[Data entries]

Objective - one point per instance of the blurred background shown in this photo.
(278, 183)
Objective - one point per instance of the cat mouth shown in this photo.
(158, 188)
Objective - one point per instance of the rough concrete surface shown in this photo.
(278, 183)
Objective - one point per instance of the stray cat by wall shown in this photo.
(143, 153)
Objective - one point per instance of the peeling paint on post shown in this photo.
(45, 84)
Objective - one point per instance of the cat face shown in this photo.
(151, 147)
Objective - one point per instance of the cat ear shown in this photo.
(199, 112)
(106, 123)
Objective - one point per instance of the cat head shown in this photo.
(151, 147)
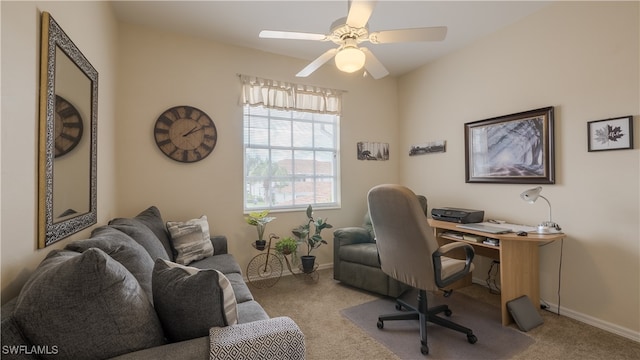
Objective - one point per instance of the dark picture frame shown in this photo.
(511, 149)
(610, 134)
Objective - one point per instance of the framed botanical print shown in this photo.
(610, 134)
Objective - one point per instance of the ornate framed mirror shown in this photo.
(68, 137)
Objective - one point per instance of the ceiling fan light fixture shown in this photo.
(350, 59)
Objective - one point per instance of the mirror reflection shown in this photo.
(68, 130)
(71, 164)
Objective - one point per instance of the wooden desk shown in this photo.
(518, 256)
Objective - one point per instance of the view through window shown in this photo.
(290, 159)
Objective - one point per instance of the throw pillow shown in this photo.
(88, 305)
(190, 301)
(142, 235)
(153, 220)
(190, 239)
(123, 249)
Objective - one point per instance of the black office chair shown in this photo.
(410, 256)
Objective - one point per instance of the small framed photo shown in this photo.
(511, 149)
(610, 134)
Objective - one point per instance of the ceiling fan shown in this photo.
(348, 33)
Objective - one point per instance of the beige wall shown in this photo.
(583, 59)
(92, 27)
(160, 70)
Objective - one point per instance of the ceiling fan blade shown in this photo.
(373, 65)
(291, 35)
(437, 33)
(360, 12)
(317, 63)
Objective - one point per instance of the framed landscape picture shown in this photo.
(512, 149)
(610, 134)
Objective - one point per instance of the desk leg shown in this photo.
(519, 273)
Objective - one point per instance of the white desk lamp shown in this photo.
(546, 227)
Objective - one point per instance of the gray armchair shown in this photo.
(356, 262)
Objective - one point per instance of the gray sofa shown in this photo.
(356, 262)
(119, 294)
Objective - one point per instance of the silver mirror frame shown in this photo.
(49, 231)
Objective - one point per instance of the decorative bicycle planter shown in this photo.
(265, 269)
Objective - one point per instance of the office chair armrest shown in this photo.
(437, 263)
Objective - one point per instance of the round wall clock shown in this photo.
(67, 128)
(185, 134)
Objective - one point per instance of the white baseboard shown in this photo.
(590, 320)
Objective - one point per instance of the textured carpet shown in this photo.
(316, 307)
(402, 337)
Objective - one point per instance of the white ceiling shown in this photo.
(239, 22)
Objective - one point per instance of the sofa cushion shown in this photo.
(122, 248)
(142, 235)
(152, 218)
(225, 263)
(189, 301)
(190, 239)
(12, 338)
(88, 305)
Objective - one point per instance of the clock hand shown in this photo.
(191, 131)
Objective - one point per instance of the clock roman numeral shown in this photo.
(75, 125)
(164, 142)
(165, 120)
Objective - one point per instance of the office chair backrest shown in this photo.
(402, 235)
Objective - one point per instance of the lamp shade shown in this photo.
(350, 59)
(531, 195)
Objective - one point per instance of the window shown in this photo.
(290, 159)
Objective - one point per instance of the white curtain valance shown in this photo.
(289, 96)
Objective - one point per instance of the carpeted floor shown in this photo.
(402, 337)
(316, 307)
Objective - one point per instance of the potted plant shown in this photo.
(287, 245)
(311, 237)
(259, 219)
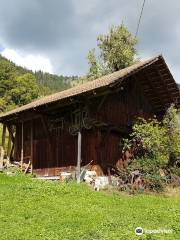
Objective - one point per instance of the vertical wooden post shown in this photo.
(9, 149)
(22, 144)
(79, 158)
(31, 146)
(3, 145)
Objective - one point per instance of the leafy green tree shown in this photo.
(25, 89)
(117, 50)
(171, 123)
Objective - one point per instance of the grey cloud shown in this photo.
(64, 30)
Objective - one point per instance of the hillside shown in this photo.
(19, 85)
(34, 209)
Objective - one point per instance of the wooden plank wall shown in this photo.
(98, 145)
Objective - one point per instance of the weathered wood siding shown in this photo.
(98, 144)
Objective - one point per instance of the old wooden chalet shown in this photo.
(87, 122)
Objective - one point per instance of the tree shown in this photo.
(117, 50)
(25, 89)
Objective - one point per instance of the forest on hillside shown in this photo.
(19, 86)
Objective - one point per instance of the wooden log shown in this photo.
(79, 157)
(22, 144)
(3, 145)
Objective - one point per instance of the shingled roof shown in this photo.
(90, 86)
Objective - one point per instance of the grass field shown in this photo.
(33, 209)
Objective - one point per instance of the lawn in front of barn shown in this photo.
(34, 209)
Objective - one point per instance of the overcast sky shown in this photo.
(55, 35)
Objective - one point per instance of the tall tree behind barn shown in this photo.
(46, 130)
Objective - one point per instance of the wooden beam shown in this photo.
(79, 158)
(9, 148)
(32, 146)
(3, 145)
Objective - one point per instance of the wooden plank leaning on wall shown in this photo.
(2, 146)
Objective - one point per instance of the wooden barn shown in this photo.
(87, 122)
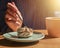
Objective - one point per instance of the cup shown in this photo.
(53, 26)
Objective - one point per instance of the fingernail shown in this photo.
(9, 18)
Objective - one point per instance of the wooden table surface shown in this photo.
(47, 42)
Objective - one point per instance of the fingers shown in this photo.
(12, 7)
(13, 14)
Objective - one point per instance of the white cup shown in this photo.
(53, 26)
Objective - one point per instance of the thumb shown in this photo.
(13, 3)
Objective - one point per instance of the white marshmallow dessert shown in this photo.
(25, 32)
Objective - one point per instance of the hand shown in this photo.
(12, 17)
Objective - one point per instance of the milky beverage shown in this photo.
(53, 26)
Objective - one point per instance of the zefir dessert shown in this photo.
(25, 32)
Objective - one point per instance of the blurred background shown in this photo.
(34, 12)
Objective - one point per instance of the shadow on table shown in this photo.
(4, 42)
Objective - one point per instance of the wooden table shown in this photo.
(47, 42)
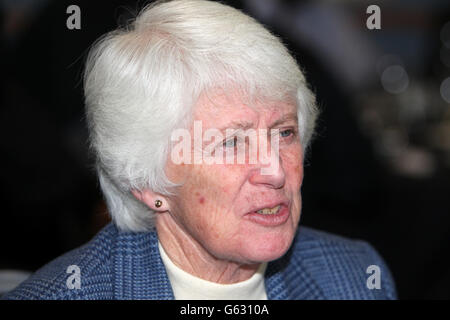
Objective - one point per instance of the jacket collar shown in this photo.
(139, 273)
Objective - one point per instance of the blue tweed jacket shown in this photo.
(119, 265)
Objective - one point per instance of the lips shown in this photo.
(269, 206)
(264, 216)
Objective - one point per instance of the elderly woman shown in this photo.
(199, 119)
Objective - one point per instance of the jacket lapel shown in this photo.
(139, 272)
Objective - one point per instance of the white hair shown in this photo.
(142, 81)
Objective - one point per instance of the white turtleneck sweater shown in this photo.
(188, 287)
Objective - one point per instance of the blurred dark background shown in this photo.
(378, 169)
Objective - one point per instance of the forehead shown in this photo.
(221, 108)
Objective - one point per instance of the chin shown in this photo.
(269, 247)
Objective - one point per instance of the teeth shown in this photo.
(269, 211)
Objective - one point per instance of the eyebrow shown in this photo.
(244, 125)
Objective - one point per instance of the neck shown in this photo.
(191, 256)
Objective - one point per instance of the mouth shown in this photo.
(270, 215)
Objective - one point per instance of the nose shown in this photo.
(269, 171)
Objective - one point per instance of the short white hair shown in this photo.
(142, 81)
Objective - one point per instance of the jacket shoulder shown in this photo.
(83, 273)
(343, 268)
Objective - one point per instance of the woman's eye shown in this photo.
(286, 133)
(230, 143)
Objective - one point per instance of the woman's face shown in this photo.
(217, 204)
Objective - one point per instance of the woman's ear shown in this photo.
(152, 200)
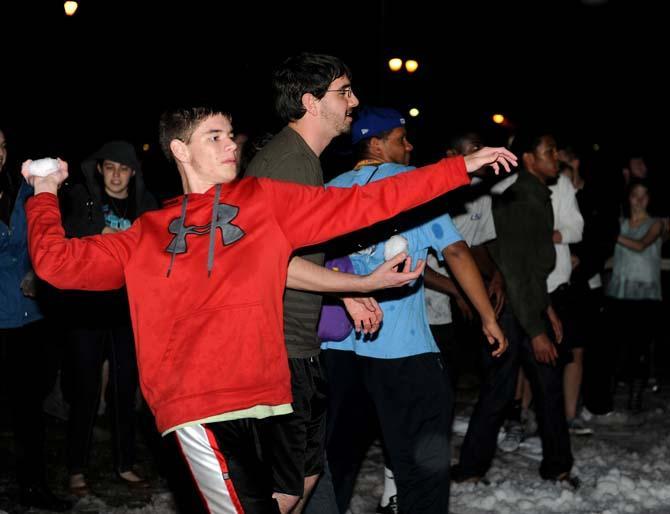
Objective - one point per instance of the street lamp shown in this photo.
(70, 7)
(395, 64)
(411, 65)
(498, 119)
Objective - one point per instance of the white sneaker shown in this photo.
(460, 425)
(577, 426)
(615, 418)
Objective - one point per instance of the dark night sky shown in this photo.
(594, 72)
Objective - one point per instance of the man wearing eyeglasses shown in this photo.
(313, 96)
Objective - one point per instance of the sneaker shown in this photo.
(460, 425)
(577, 427)
(457, 475)
(614, 418)
(570, 480)
(513, 437)
(391, 508)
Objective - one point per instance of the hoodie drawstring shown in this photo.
(180, 234)
(212, 230)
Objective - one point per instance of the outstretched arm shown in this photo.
(93, 263)
(312, 215)
(462, 265)
(307, 276)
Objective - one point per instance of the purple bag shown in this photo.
(335, 324)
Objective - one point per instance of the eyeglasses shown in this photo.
(345, 91)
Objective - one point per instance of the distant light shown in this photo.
(70, 7)
(498, 119)
(395, 64)
(411, 65)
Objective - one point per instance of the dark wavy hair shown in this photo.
(300, 74)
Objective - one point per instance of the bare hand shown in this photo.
(494, 334)
(48, 184)
(464, 307)
(365, 313)
(556, 324)
(387, 275)
(496, 292)
(487, 156)
(544, 351)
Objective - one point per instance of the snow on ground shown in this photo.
(623, 470)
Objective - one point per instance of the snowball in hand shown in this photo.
(395, 245)
(43, 167)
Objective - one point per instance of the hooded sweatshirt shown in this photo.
(83, 208)
(205, 277)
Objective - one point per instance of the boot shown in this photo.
(635, 395)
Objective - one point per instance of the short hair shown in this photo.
(527, 141)
(300, 74)
(180, 123)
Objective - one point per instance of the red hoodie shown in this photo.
(211, 343)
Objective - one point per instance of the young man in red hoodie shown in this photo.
(205, 277)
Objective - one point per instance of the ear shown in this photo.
(528, 160)
(309, 102)
(179, 150)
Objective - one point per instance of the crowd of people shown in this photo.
(233, 348)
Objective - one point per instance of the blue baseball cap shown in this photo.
(372, 121)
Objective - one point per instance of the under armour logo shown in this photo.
(224, 215)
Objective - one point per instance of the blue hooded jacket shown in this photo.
(16, 309)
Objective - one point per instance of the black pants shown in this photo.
(86, 351)
(497, 391)
(599, 350)
(29, 367)
(410, 398)
(633, 325)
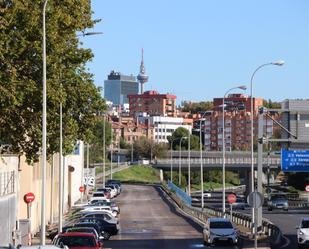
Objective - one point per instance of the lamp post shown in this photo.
(104, 120)
(223, 145)
(179, 176)
(201, 161)
(111, 169)
(276, 63)
(189, 165)
(43, 196)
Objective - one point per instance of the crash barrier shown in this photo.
(180, 193)
(268, 229)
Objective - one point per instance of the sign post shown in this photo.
(231, 198)
(307, 190)
(255, 200)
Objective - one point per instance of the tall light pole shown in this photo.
(112, 147)
(43, 195)
(179, 176)
(201, 161)
(172, 158)
(189, 164)
(61, 171)
(223, 144)
(276, 63)
(104, 120)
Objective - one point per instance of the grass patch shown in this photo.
(138, 173)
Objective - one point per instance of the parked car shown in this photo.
(278, 201)
(105, 191)
(108, 228)
(303, 233)
(84, 230)
(101, 233)
(219, 229)
(103, 215)
(240, 203)
(99, 209)
(113, 181)
(77, 240)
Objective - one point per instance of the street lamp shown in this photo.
(223, 145)
(179, 176)
(275, 63)
(43, 196)
(201, 161)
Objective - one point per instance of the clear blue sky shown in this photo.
(198, 49)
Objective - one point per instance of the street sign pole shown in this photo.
(260, 162)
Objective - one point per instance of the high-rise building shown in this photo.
(142, 77)
(117, 87)
(239, 102)
(152, 103)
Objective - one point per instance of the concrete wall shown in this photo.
(8, 198)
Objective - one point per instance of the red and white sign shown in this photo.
(231, 198)
(81, 189)
(29, 197)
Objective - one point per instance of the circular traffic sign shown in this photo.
(255, 199)
(81, 189)
(231, 198)
(29, 197)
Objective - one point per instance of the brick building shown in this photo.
(153, 103)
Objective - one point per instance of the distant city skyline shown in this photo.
(198, 51)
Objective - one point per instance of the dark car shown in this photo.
(113, 181)
(94, 225)
(107, 228)
(109, 218)
(84, 230)
(77, 240)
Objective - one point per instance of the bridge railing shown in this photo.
(267, 228)
(217, 160)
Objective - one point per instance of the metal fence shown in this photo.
(184, 197)
(7, 183)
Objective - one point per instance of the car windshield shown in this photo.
(305, 224)
(76, 241)
(220, 224)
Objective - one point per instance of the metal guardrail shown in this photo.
(217, 160)
(267, 228)
(180, 193)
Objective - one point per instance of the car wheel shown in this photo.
(105, 235)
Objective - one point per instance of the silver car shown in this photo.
(303, 233)
(219, 230)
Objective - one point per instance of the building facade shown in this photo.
(117, 87)
(237, 102)
(237, 130)
(165, 126)
(153, 104)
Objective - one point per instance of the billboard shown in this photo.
(295, 160)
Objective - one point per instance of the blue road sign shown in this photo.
(295, 160)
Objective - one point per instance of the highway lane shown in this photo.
(148, 220)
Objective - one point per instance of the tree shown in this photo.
(146, 148)
(21, 75)
(183, 132)
(196, 107)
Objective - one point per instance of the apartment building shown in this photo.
(153, 104)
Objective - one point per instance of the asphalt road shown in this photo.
(148, 220)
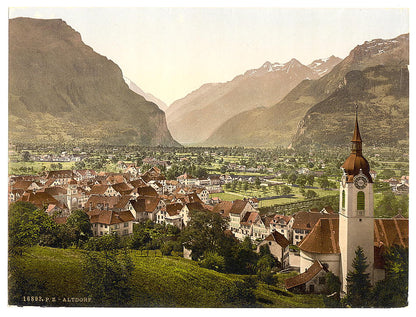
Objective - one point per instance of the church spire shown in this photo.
(357, 143)
(356, 163)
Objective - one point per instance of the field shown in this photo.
(167, 281)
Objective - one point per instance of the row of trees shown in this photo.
(390, 292)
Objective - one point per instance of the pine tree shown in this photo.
(358, 282)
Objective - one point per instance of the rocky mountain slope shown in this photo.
(60, 90)
(148, 96)
(195, 117)
(286, 122)
(324, 65)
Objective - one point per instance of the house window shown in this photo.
(360, 201)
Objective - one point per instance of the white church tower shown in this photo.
(356, 210)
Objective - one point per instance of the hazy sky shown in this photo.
(170, 52)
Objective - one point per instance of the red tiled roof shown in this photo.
(22, 185)
(279, 238)
(137, 183)
(146, 204)
(110, 217)
(55, 191)
(305, 220)
(104, 201)
(60, 174)
(238, 206)
(389, 232)
(173, 209)
(122, 188)
(98, 189)
(306, 276)
(249, 218)
(323, 238)
(223, 208)
(147, 191)
(60, 220)
(40, 199)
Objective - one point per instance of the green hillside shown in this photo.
(157, 282)
(284, 123)
(60, 90)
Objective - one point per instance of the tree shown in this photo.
(310, 179)
(333, 288)
(323, 182)
(79, 224)
(301, 180)
(310, 194)
(205, 232)
(240, 293)
(285, 190)
(213, 261)
(393, 290)
(107, 277)
(29, 226)
(26, 156)
(257, 182)
(358, 281)
(291, 178)
(264, 267)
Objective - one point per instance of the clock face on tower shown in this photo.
(360, 181)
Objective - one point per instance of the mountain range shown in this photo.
(317, 110)
(60, 90)
(148, 96)
(195, 117)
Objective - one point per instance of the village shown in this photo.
(302, 241)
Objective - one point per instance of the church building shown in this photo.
(332, 242)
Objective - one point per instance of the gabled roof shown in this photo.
(115, 179)
(147, 191)
(323, 238)
(104, 201)
(306, 276)
(137, 183)
(238, 206)
(278, 238)
(195, 206)
(123, 201)
(22, 185)
(223, 208)
(145, 204)
(55, 191)
(305, 220)
(122, 188)
(98, 189)
(283, 219)
(249, 218)
(110, 217)
(389, 232)
(60, 174)
(173, 209)
(185, 176)
(40, 199)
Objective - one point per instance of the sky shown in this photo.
(171, 51)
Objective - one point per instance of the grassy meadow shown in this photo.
(167, 281)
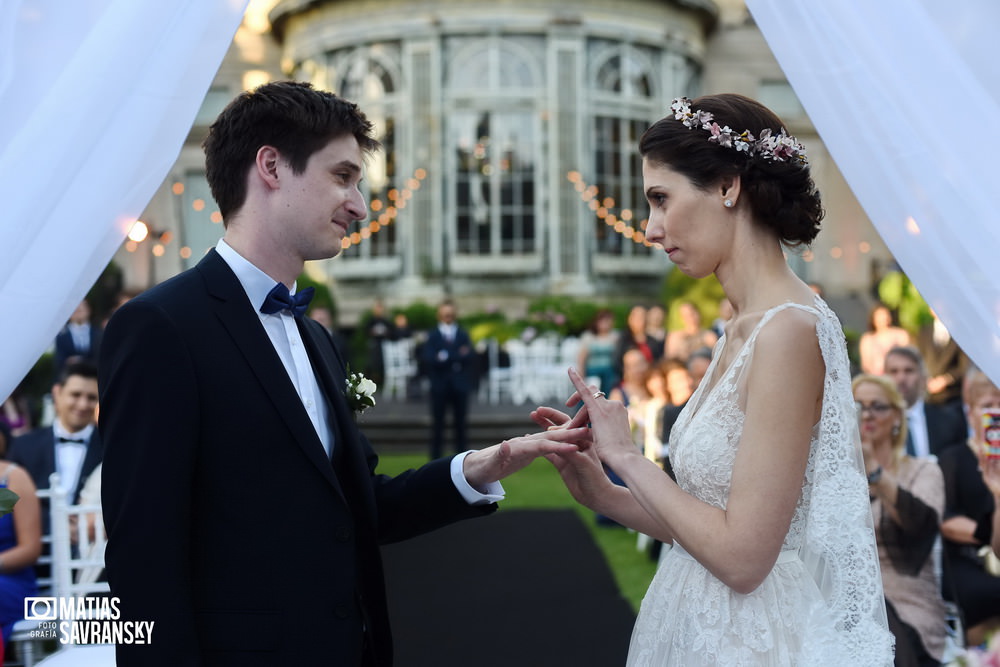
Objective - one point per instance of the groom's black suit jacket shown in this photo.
(228, 524)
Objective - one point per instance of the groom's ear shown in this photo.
(266, 166)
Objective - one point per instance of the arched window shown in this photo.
(495, 149)
(623, 99)
(369, 76)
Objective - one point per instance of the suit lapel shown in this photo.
(241, 322)
(332, 379)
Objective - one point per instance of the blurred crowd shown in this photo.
(921, 407)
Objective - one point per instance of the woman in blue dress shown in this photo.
(20, 543)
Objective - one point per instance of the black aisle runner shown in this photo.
(524, 588)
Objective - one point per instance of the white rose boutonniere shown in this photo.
(360, 392)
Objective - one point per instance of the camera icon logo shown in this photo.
(40, 609)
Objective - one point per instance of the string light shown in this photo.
(602, 209)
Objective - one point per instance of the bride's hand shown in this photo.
(584, 476)
(608, 420)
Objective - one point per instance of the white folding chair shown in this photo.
(499, 379)
(400, 364)
(78, 543)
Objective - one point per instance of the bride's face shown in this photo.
(686, 221)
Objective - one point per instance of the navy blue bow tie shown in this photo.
(279, 299)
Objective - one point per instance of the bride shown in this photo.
(773, 559)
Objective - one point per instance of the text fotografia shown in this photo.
(84, 620)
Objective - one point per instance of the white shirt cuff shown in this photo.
(491, 494)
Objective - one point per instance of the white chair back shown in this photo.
(400, 365)
(78, 543)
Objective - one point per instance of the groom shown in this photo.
(243, 511)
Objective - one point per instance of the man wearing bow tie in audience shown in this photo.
(243, 510)
(71, 446)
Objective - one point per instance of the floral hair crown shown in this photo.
(781, 147)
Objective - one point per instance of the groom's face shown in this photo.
(319, 205)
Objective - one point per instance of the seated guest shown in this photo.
(991, 477)
(683, 342)
(882, 335)
(596, 356)
(930, 427)
(656, 331)
(968, 516)
(71, 446)
(907, 498)
(80, 339)
(20, 542)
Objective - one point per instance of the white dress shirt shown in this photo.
(287, 341)
(69, 455)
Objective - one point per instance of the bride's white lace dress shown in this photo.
(822, 603)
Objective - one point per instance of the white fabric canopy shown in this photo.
(906, 96)
(96, 98)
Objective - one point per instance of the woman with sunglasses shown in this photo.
(907, 497)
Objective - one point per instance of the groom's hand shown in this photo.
(494, 463)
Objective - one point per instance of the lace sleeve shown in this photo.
(839, 539)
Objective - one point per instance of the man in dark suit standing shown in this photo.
(448, 356)
(242, 505)
(71, 446)
(79, 339)
(930, 426)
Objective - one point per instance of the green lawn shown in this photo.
(538, 487)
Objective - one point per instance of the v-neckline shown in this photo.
(703, 392)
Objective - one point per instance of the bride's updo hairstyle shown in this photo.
(779, 190)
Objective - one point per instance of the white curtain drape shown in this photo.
(96, 98)
(906, 96)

• [What the task asks]
Repeat only the lines running from the line that contains "Objective - one point per instance of the white dress" through the last line above, inclusive.

• [The reply]
Objective - one point per instance of the white dress shirt shown in this photo.
(287, 341)
(69, 455)
Objective - one point per instance of the bride's white lace dress shown in this photo.
(822, 603)
Objective - one point per instance of the white fabric canopy shown in this photo.
(906, 96)
(96, 98)
Objective - one point per instance of the woman with sunglasses shown in this photo.
(907, 497)
Objective - one point per instance of the groom's hand shown in this photo.
(494, 463)
Objective - one point per instance of the lace sleeve shown in this photo.
(839, 539)
Objective - one point per instance of the man in dark suit standing shown in this photo.
(448, 356)
(242, 505)
(71, 446)
(79, 339)
(930, 426)
Objective - one point per instance of the green lawn shown in this photo.
(538, 487)
Objective - one point per instance of the v-neckline shown in this photo.
(703, 392)
Objective - one point per instance of the bride's updo hairstyle shown in this photo.
(779, 190)
Objective - one point per instance of the white curtain drape shown in this photo.
(96, 98)
(906, 96)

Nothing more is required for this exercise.